### SOURCE DOCUMENT

8 The traditional performance measures are readily available and widely disseminated, and so they are most likely the primary objective criteria used by BBWAA and Veterans Committee members in deciding for whom they will vote. However, the composite measures have been developed in response to perceived inadequacies in the traditional measures. Although the composite measures have gained exposure in recent years, they still are not widely accepted and so are not likely to be considered explicitly by BBWAA and Veterans Committee members. In fact, some eschew the use of these measures because they believe the measures are contrived and ill conceived. However, their inclusion in this dataset is interesting because it allows for some assessment of their validity and consistency with traditional measures.

9 I regularly teach a one-quarter (ten weeks) standard
introductory business statistics course. In this course I
cover basic descriptive statistical methods (numerical,
graphical, and tabular), probability, sampling
distributions, and confidence intervals. I have used these
data extensively in this course to demonstrate descriptive
statistics. For example, the data can be used to illustrate
why bar charts based on relative or percentage frequencies
are more meaningful than bar charts based on absolute
frequencies when comparing two groups of different sizes.
Back-to-back bar charts of *Primary Position Played*
for Hall of Fame members and non-members, based on absolute
frequencies, are given in Figure
1.

Figure 1 (2.3K gif)

Figure 1. Absolute Frequencies by Primary Position Played.

10 It is difficult, based on this graph, to discern if there is a positional bias in Hall of Fame membership. The large discrepancy in the sizes of the two groups (the dataset consists of 124 position players who are members of the Hall of Fame and 1216 who are not members) masks relative differences. However, a similar chart based on relative frequencies, such as the chart provided in Figure 2, makes the bias much more evident.

Figure 2 (2.3K gif)

Figure 2. Relative Frequencies by Primary Position Played.

11 Using total number of players eligible as our basis, it is easy to see that outfielders and first basemen enjoy overrepresentation in the Hall of Fame, and third basemen and catchers suffer from under-representation. At this point I also discuss the importance of the basis of comparison—if we used at-bats or games played as our basis, catchers may not appear to be underrepresented. This is, of course, because the demands of the position generally limit catchers to shorter careers.

12 I also provide my students with a similar example
using *Total Player Rating* by *Hall of Fame
Status* (eligible but not elected, elected by the BBWAA,
elected by the Veterans Committee). A sample side-by-side
histogram is provided in Figure
3.

Figure 3 (4.3K gif)

Figure 3. Absolute Frequencies for Hall of Fame Membership by Total Player Rating.

13 This side-by-side histogram does suggest that the
great majority of eligible players with relatively low
*Total Player Ratings* are not in the Hall of Fame.
However, the broad scale of the *y*-axis, necessitated
by the large discrepancy in the size of the three groups
(1216 eligible players who are not members of the Hall of
Fame, 57 position players who have been elected by the
BBWAA to the Hall of Fame, and 67 position players who have
been elected by the Veterans Committee to the Hall of Fame)
makes it difficult to draw further conclusions. Again, a
similar chart based on percentage frequencies, such as the
chart provided in Figure 4, is more
revealing.

######

PROBLEM SET.
a: Return everything in the Hall of Fame statistics passage from "Figure 2. Relative" down to "3 (4.3K gif)".
b: Resume the Hall of Fame statistics passage from the point where it stops.
The entries that come after this point are separate material and are not part of the Hall of Fame statistics passage.

### DATA LISTING

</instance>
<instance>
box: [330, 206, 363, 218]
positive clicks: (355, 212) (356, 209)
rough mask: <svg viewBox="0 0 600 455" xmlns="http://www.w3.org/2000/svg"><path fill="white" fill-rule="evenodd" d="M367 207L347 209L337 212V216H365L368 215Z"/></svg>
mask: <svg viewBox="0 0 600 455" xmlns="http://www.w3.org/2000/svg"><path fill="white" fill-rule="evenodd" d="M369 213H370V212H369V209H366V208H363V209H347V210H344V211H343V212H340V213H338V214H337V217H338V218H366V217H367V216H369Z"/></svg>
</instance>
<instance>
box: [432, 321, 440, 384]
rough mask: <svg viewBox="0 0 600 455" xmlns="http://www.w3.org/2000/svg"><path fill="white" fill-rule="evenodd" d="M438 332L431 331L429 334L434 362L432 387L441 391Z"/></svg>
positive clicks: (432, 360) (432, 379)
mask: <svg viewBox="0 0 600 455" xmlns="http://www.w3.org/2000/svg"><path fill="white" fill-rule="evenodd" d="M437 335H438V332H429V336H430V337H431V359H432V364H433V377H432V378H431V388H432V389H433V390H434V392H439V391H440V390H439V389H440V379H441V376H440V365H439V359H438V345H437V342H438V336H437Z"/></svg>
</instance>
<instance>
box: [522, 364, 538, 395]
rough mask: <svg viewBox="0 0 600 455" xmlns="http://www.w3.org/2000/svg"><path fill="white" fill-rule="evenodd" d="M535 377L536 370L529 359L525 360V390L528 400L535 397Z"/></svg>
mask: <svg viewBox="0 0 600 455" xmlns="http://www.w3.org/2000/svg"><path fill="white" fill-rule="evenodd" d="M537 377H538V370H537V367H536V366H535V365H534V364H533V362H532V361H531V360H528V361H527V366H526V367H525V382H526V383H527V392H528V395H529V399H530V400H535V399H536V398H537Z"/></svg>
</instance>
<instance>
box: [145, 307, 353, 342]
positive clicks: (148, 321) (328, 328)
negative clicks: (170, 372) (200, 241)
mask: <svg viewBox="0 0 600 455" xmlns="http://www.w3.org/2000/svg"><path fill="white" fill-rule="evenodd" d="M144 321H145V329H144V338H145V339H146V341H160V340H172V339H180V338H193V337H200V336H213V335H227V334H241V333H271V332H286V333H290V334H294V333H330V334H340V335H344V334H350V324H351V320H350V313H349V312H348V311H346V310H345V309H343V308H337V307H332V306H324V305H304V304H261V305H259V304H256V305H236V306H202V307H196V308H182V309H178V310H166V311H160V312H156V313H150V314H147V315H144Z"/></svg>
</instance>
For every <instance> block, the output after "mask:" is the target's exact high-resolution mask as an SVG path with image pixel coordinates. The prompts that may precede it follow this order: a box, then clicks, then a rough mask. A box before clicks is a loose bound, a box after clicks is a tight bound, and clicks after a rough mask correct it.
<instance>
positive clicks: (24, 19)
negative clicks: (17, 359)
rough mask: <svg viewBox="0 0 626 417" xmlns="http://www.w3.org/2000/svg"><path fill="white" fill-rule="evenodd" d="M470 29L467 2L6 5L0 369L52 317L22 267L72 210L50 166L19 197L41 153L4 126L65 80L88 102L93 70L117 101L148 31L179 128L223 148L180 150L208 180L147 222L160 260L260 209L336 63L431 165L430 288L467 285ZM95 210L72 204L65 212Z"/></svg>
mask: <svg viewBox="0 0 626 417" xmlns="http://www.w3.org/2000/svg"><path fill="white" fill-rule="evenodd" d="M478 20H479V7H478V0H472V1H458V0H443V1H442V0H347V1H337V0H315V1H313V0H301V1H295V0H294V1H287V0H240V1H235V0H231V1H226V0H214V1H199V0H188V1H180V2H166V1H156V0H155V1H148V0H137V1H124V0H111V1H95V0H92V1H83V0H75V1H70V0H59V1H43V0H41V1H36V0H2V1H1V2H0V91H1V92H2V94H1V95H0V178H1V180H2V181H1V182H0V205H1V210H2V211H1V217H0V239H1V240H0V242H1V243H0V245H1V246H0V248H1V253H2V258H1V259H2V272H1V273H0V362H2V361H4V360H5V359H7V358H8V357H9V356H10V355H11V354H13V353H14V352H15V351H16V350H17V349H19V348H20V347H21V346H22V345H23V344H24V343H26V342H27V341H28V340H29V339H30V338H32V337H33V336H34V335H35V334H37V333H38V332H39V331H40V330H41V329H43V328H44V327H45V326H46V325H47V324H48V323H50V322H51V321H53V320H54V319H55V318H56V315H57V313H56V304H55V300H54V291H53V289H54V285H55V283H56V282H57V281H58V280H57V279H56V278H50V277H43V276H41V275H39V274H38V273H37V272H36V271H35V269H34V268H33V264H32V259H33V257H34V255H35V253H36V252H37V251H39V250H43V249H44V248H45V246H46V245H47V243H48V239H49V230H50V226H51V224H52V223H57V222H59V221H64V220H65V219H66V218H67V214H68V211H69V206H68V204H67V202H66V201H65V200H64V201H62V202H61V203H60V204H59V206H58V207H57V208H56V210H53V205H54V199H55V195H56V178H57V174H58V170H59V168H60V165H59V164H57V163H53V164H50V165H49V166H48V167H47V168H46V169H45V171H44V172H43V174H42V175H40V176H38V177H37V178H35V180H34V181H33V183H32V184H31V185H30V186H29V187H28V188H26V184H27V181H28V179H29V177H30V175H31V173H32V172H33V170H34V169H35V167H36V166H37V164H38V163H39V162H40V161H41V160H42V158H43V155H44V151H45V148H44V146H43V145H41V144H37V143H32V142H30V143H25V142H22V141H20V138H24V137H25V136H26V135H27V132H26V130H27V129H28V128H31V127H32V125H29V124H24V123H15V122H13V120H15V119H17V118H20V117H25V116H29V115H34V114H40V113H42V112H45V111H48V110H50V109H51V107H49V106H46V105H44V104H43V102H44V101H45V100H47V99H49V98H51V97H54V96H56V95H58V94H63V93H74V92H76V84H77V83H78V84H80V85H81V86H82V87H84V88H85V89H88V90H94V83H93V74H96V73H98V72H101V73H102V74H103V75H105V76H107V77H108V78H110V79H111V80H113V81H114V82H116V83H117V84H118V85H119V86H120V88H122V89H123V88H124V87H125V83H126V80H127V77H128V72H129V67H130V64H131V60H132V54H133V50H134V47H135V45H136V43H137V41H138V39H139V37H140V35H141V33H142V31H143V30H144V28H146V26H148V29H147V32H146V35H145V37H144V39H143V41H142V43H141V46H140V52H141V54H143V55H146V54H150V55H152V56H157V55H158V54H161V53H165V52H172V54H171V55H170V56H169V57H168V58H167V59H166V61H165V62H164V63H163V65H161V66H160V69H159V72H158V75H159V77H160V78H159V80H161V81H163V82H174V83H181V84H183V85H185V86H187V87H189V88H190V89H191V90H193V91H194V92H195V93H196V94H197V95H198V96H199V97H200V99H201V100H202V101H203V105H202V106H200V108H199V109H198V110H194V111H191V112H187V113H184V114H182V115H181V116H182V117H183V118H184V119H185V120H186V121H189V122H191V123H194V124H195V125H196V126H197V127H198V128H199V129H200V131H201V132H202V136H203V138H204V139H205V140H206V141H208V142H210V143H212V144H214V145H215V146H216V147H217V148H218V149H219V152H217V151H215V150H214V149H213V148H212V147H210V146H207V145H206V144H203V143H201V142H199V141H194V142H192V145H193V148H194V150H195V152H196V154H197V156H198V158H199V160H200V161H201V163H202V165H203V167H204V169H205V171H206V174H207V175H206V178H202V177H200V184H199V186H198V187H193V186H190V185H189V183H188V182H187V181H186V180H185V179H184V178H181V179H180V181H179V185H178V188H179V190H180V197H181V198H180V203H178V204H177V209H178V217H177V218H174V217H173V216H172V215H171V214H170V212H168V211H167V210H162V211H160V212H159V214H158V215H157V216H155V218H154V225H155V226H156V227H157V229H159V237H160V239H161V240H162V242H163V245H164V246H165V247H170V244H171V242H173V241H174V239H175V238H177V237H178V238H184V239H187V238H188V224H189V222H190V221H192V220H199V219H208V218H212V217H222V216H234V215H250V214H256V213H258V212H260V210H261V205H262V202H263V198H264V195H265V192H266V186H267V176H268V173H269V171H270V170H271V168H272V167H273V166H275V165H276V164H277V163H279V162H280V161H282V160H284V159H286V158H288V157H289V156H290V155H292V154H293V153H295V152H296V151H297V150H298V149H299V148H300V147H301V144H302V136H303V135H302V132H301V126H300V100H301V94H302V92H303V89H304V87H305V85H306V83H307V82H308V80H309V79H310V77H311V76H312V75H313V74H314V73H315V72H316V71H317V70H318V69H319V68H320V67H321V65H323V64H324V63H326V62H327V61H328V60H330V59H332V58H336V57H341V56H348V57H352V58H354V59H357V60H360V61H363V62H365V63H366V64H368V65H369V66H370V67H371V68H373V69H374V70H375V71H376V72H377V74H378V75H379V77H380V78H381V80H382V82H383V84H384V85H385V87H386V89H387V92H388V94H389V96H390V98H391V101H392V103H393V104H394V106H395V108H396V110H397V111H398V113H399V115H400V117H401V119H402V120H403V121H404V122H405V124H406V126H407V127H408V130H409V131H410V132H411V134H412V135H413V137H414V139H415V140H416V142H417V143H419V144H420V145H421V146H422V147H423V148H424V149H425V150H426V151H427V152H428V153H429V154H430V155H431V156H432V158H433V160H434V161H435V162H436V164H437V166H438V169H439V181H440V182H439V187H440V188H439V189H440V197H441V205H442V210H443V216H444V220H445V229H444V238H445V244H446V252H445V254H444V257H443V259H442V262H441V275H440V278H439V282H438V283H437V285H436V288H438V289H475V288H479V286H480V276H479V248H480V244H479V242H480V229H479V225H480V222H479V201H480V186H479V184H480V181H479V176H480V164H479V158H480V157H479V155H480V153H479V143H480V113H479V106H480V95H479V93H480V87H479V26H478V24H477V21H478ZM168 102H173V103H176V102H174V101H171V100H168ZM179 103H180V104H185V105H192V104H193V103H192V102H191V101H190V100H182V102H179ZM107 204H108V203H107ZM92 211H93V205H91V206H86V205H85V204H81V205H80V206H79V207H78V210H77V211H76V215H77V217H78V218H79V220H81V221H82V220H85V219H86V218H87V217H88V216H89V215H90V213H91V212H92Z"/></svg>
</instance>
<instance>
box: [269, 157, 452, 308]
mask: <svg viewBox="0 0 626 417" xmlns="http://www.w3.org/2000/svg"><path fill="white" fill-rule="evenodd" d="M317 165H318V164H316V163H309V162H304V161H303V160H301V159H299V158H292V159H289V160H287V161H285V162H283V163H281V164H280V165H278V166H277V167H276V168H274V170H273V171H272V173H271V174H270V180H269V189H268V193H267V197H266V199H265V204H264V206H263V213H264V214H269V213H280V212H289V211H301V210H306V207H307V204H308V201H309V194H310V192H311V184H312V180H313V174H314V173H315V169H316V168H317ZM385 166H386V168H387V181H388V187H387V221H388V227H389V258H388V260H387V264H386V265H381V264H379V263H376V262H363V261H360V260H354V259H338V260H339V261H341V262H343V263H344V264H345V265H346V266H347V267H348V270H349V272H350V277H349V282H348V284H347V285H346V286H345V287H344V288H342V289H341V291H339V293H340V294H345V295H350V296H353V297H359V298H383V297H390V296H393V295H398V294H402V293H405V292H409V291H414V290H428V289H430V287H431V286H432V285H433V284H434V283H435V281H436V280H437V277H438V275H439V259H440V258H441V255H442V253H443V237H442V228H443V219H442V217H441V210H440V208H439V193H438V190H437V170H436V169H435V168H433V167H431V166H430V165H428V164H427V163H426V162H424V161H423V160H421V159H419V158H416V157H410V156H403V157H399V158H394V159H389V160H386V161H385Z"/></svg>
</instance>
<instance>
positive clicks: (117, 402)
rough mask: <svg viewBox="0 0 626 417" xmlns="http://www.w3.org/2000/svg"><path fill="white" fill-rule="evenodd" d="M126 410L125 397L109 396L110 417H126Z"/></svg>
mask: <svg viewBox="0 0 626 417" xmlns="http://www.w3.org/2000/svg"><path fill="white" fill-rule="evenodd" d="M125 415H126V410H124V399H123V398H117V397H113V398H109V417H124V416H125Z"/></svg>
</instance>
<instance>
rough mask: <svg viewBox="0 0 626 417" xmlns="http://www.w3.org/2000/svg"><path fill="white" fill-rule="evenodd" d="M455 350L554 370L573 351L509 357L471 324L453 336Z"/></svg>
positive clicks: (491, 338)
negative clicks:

######

PER-TASK ANSWERS.
a:
Figure 2. Relative Frequencies by Primary Position Played.

11 Using total number of players eligible as our basis, it is easy to see that outfielders and first basemen enjoy overrepresentation in the Hall of Fame, and third basemen and catchers suffer from under-representation. At this point I also discuss the importance of the basis of comparison—if we used at-bats or games played as our basis, catchers may not appear to be underrepresented. This is, of course, because the demands of the position generally limit catchers to shorter careers.

12 I also provide my students with a similar example
using *Total Player Rating* by *Hall of Fame
Status* (eligible but not elected, elected by the BBWAA,
elected by the Veterans Committee). A sample side-by-side
histogram is provided in Figure
3.

Figure 3 (4.3K gif)

b:
Figure 4 (6.4K gif)

Figure 4. Percentage Frequencies for Hall of Fame Membership by Total Player Rating.

14 From this chart we can conclude that the BBWAA
generally elects players with the highest *Total Player
Ratings*. Furthermore, the Veterans Committee, choosing
from players who have been passed over by the BBWAA,
generally elects players from the remaining pool with the
highest *Total Player Ratings*. Thus we observe some
agreement between the composite measurement *Total Player
Rating* and the behavior of the BBWAA and Veterans
Committee. We also see potential explanations for the
controversy regarding some of the selections made by the
Veterans Committee.

15 Frequently I also teach a one-quarter follow-up
introductory course on inferential methods for business. In
this course I introduce one-sample and two-sample
hypothesis testing techniques, chi-square tests of
independence and equality of proportions, one-factor and
two-factor analysis of variance, and simple and multiple
linear regression analysis. I have used these data
extensively in this course as well. For example, I ask
students to consider independence of total career*
Strikeouts* and *Hall of Fame Membership Status*.
The resulting summary of the data could look like Table 1.

Table 1. Frequencies of Total Career Strikeouts

Total career |
Not in the |
In the |
Total |

0 - 250 |
381 |
27 |
408 |

250 - 500 |
429 |
38 |
467 |

500 - 750 |
225 |
25 |
250 |

750 - 1000 |
98 |
8 |
106 |

1000 - 1250 |
42 |
9 |
51 |

1250 - 1500 |
15 |
6 |
21 |

1500 |
7 |
10 |
17 |

? |
19 |
1 |
20 |

Total |
1216 |
124 |
1340 |

16 Strikeouts were not recorded in early professional baseball, so career strikeout totals are unavailable for twenty players. Ignoring these twenty players, we obtain the chi-square values in Table 2.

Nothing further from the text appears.